→ EXERCISE OBJECTIVE:
Repeat everything in the tax passage below from "Retiring partner’s individual" down to "under section 92.", word for word.

→ EXCERPTED PASSAGE:
────

Although the AAT was sympathetic towards to the taxpayers, it concluded they had not discharged the onus of proving that they would suffer serious hardship if they were required to pay the relevant tax debts. The AAT reached this conclusion after calculating the taypayers’ fortnightly income and expenses. In this regard, the AAT noted the taxpayers were making more than the required minimum mortgage repayments and could draw down on their home loan.

Even if it were a case of serious hardship, the AAT said, it would not exercise the discretion to waive the debt. Among other things, the AAT noted that one of the taxpayers was a beneficiary in the estate of her mother and stood to receive approximately $200,000.

TIP: Serious hardship exists when payment of a tax debt would leave you unable to provide for basic living necessities for yourself and dependants. The Tax Commissioner has the discretion to release you from eligible tax debts; however, even if the Commissioner is satisfied that serious hardship would result from payment of the tax debt, he is not obliged to exercise the discretion in your favour.

Retiring partner’s individual interest in net income of partnership

According to a recent ATO Taxation Determination, where a retiring partner receives an amount representing his or her individual interest in the partnership net income, that amount is assessable under section 92 of the Income Tax Assessment
Act 1936
. This is the case even if the partner retires before the end of the income year or the payment is received in a subsequent income year. Furthermore, the way the payment is labelled or described will not change the ATO’s conclusion that the receipt represents the partner’s share of partnership net income and needs to be brought to account under section 92.

The ATO notes that a partner’s individual interest in the net income of a partnership is essentially a question of fact in each case, to be determined by reference to the partnership agreement, the partnership’s accounting records and any other relevant documents. The ATO notes that its approach in the Determination is a departure from several private rulings, in which it took such receipts into account under the capital gains tax (CGT) rules. The ATO says that an amount representing an individual interest in partnership net income may also represent capital proceeds from a CGT event; however, any capital gain that would otherwise arise is reduced to the extent that it is assessable under other provisions.

────

→ RECORDS:
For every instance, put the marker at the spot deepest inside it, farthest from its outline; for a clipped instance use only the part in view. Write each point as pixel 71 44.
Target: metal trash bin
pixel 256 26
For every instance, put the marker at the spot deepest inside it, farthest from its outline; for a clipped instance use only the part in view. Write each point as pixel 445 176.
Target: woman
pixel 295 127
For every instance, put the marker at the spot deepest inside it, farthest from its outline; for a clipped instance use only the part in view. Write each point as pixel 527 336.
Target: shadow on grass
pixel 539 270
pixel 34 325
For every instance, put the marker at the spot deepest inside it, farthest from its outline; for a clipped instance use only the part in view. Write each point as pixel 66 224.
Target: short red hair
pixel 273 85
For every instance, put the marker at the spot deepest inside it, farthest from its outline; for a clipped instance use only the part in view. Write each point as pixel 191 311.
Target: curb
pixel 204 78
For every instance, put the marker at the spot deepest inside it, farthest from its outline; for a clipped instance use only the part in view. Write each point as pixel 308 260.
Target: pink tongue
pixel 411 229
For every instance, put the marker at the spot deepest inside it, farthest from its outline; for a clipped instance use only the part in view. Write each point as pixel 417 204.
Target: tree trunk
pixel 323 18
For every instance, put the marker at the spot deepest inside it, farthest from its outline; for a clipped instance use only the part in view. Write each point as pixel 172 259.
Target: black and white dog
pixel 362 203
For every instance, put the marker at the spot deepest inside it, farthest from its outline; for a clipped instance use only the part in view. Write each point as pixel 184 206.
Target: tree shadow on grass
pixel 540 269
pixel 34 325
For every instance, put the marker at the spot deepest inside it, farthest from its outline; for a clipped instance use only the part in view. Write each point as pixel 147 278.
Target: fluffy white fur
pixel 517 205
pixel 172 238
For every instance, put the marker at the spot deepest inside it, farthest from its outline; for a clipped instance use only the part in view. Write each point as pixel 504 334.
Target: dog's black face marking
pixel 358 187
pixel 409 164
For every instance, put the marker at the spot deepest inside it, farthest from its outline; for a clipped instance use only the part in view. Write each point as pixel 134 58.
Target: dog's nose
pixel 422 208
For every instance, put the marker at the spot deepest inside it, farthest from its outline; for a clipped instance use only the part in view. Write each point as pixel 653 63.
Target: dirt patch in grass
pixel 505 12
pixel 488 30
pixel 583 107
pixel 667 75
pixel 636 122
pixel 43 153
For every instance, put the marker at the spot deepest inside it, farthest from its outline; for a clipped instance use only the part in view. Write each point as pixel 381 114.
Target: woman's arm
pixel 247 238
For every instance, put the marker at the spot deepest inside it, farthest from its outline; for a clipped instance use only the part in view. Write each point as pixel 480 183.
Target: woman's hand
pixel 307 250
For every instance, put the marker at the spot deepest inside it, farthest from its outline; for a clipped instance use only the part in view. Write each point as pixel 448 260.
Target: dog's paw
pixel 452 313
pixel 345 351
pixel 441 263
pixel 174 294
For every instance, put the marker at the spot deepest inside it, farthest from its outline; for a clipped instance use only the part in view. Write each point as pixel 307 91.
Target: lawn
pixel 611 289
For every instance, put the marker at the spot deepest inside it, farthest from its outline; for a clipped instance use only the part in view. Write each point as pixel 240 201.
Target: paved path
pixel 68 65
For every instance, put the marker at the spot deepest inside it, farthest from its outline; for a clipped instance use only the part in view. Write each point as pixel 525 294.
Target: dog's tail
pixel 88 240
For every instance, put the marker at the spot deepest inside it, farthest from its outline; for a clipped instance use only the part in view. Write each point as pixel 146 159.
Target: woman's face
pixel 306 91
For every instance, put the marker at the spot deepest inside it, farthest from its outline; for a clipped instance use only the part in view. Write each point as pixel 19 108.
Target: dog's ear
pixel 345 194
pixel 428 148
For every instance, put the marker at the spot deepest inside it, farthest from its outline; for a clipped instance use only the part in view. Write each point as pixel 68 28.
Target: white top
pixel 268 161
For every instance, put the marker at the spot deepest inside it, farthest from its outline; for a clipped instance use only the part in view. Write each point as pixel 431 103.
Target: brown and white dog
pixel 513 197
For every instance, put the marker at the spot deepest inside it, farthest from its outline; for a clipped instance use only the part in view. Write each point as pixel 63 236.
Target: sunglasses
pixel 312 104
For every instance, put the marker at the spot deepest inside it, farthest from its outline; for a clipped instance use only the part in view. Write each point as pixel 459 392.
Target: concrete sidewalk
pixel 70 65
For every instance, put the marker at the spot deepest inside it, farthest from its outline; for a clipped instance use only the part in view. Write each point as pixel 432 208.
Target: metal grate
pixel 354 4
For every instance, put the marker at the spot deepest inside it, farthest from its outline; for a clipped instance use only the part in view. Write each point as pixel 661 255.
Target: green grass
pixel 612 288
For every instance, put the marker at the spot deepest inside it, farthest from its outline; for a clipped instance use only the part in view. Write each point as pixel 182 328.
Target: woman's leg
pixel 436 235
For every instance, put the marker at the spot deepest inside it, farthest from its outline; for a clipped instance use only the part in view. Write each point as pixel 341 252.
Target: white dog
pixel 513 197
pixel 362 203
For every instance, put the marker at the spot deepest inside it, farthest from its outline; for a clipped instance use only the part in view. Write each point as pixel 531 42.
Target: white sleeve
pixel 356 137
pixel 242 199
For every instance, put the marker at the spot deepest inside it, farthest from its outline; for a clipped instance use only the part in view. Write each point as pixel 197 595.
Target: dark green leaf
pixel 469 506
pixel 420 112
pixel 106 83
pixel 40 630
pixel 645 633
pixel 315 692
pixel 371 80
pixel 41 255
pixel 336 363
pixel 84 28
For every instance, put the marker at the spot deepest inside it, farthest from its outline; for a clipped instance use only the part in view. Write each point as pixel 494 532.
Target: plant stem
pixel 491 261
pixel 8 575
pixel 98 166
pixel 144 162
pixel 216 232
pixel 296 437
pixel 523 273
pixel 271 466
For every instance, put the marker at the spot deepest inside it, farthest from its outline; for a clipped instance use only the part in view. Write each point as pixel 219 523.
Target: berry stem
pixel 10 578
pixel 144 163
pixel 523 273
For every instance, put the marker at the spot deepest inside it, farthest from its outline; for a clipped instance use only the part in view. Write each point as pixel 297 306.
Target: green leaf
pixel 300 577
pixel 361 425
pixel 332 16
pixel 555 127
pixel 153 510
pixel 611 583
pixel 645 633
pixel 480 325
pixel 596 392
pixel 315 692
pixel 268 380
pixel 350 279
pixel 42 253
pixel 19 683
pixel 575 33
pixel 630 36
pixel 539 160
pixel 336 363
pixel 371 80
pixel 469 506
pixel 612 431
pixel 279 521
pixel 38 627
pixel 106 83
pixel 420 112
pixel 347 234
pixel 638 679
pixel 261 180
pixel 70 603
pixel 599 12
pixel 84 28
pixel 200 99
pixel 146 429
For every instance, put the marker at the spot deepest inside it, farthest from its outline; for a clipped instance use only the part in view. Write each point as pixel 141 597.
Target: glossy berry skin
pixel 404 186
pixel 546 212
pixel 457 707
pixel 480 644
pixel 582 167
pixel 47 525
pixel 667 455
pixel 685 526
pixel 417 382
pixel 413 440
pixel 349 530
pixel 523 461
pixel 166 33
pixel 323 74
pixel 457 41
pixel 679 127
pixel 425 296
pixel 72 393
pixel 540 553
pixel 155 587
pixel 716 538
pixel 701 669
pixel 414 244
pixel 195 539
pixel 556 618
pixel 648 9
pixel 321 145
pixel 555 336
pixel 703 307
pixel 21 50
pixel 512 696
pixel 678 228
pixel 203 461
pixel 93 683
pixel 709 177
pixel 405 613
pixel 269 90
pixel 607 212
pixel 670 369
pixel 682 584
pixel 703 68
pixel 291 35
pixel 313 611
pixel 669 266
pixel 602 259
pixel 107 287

────

→ YOUR SOLUTION:
Retiring partner’s individual interest in net income of partnership

According to a recent ATO Taxation Determination, where a retiring partner receives an amount representing his or her individual interest in the partnership net income, that amount is assessable under section 92 of the Income Tax Assessment
Act 1936
. This is the case even if the partner retires before the end of the income year or the payment is received in a subsequent income year. Furthermore, the way the payment is labelled or described will not change the ATO’s conclusion that the receipt represents the partner’s share of partnership net income and needs to be brought to account under section 92.